2021-08-11T14:13:23.277Z [ERROR] 100.64.32.191 00040E-FRITZ%21Box-444E6D6F0761: Connection dropped
2021-08-11T14:13:23.278Z [WARN] 100.64.32.191 00040E-FRITZ%21Box-444E6D6F0761: Channel has faulted; channel="default" retries=0 faultCode="session_terminated" faultMessage="The TR-069 session was unsuccessfully terminated"
2021-08-11T14:13:23.323Z [ERROR] 100.64.32.191: Invalid session

We are at v1.2.3 and use Apache as a reverse proxy with disablereuse=On. I couldn’t attach PCAP files for pass and fail so I uploaded them here: WeTransfer

Genieacs runs multiple cwmp processes and per cwmp process it will launch the ext script at first use. This loading processes takes time. (I thought I have this issue, because on load my scripts connect to mariadb)
So at my production ACS on reboot the first 16-20 devices will have the problem of an unterminated Connection, but it does not matter for me.

If it is a new device, it will not receive the provisioned tag.
As long it does not have that tag, I set an inform Intervall of 30 seconds. So it will try again in 30 seconds.

I am running behind nginx.

Thanks, I did set the number of CWMP workers to one (GENIEACS_CWMP_WORKER_PROCESSES=1) and restarted genieacs-cwmp. As you said, the first time I’ll get a session_terminated. For the next couple of informs it seems fine. However, I still get an occasional session_terminated roughly in 10% of the cases. From my observation GenieACS won’t try to run the provision for next five informs after a fault happend. Afterwards the fault is cleared and normal operation continues.

In my tests I’m using a “monitoring” provision, which reacts on 2 PERIODIC and queries a couple of PHY parameters. This is used to draw diagrams of that device. So far I queried the NBI for the values. However, that doesn’t scale well when talking about thousands of devices.

So my idea was to let the provision call an extension script storing the preprocessed information in a file named after the serial number. Another external process will later loop over the files, gets the content, deletes the file and pushes the content into a times series database, from which our diagrams are created.

Getting a fault means that I’ll loose 5 datapoints in 10% of the cases, which is not ideal.

*Data segment*

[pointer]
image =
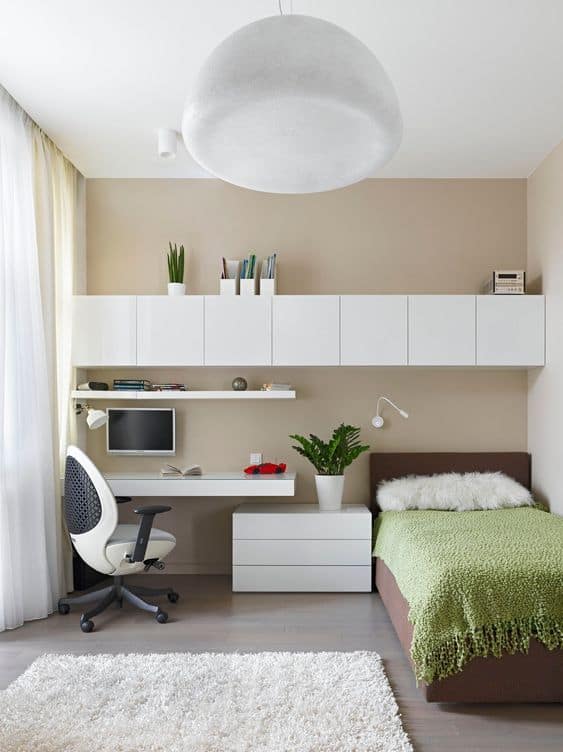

*Your tasks*
(A) In the GenieACS thread, copy out the span that begins at "We are at v1.2.3" and ends after "running behind nginx.", renaming "Apache" to "HAProxy".
(B) Answer from the GenieACS thread:
(i) What setting is given for the reverse proxy used with v1.2.3?
(ii) What inform interval is set for a device that lacks the provisioned tag?
(iii) Which environment variable was used to set the number of CWMP workers to one?

*Expected results*
(A)
We are at v1.2.3 and use HAProxy as a reverse proxy with disablereuse=On. I couldn’t attach PCAP files for pass and fail so I uploaded them here: WeTransfer

Genieacs runs multiple cwmp processes and per cwmp process it will launch the ext script at first use. This loading processes takes time. (I thought I have this issue, because on load my scripts connect to mariadb)
So at my production ACS on reboot the first 16-20 devices will have the problem of an unterminated Connection, but it does not matter for me.

If it is a new device, it will not receive the provisioned tag.
As long it does not have that tag, I set an inform Intervall of 30 seconds. So it will try again in 30 seconds.

I am running behind nginx.

(B)
(i) disablereuse=On
(ii) 30 seconds
(iii) GENIEACS_CWMP_WORKER_PROCESSES